6. Meanwhile on 31st October, 1988, this Court in the case of Karam Chand Vs. Haryana State Electricity Board & Ors., approved the grant of consequential seniority in promotions given to Scheduled Castes and Scheduled Tribes. The State of Himachal Pradesh, by instructions vide letter No. PER (AP-II) F (1)-1/87 dated 31st January, 1989, introduced Reservation Roster in both direct recruitment and promotions.
7. Later, a Constitution Bench of this Court in Indra Sawhney & Ors. Vs. Union of India & Ors. held that reservation in promotion is not permissible under Article 16(4) of Constitution and directed to discontinue such reservations after 5 years. Thereafter, in R.K. Sabharwal & Ors. Vs. State of Punjab & Ors., this court held that the operation of roster must stop running when the prescribed quota of posts have been occupied by the reserved category. It was in this backdrop that the Parliament of India enacted Constitution (77th Amendment) Act, 1995, thereby adding Article 16(4A) which permits the State to provide reservation in matters of promotion to Scheduled castes and Scheduled Tribes. In 2001, Parliament approved Constitution (85th Amendment) Act, permitting promotions with consequential seniority to government service.

........

Write the next paragraph of the court judgment on reservation in promotions, picking up after its last sentence.

........

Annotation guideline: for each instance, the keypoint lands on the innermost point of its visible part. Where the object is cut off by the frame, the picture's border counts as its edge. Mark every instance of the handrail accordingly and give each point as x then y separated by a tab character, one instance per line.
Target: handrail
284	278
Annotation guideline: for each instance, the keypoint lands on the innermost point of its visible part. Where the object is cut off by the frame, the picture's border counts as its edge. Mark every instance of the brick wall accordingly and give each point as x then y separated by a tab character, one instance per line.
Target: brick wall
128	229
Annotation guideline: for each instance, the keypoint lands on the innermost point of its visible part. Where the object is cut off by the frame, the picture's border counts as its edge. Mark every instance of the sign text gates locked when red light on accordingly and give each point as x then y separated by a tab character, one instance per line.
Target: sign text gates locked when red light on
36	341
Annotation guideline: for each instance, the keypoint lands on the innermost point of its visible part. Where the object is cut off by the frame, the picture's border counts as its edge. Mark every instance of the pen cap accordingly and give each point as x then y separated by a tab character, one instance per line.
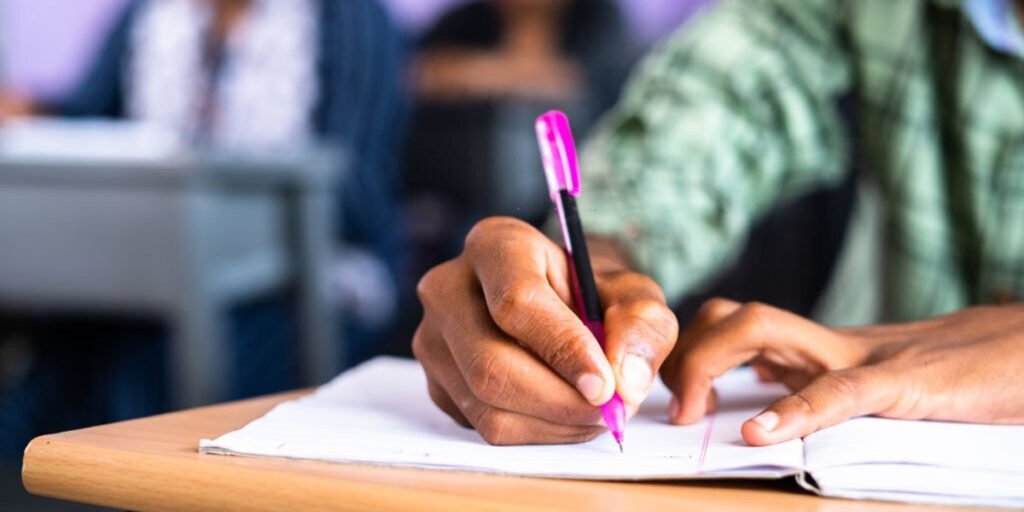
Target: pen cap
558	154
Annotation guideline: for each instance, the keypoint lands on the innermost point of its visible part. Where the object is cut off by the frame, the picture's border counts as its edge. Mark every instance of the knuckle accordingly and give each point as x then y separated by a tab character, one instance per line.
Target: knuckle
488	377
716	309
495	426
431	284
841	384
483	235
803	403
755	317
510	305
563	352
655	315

........

> _Task answer_
8. On 7th September, 2007, with a view to give effect to the 85th Amendment to the Constitution, the State of Himachal Pradesh issued instructions vide letter No. PER (AP)-C-F (1)-1/2005, and thereby provided for assignment of consequential seniority to the members of Scheduled Castes and Scheduled Tribes in service under the State. The policy was to take effect from 17th June, 1995. The instructions further provided, as under:-
"Thus as a result of this decision of State Government to implement the aforesaid amendment with effect from 17.6.1995, State Government employees belonging to Scheduled Castes and Scheduled Tribes shall also be entitled to consequential seniority on promotion by virtue of rule of reservation. However, controlling factors or compelling reasons, namely, backwardness and inadequacy of representation which enable the State to provide for reservation keeping in mind the over all efficiency of State administration under Article 335 will continue to apply with mandatory compliance of Constitutional requirement of Ceiling limit of 50% quantitative limitation. Moreover it is made clear that in the State of Himachal Pradesh the State Government has already made provision for reservation in promotion after due consideration prior to 19.10.2006, thus, collection of data as mandated by para 124 of the judgment in M.Nagaraj case (AIR 2007 Sc.71) is not required."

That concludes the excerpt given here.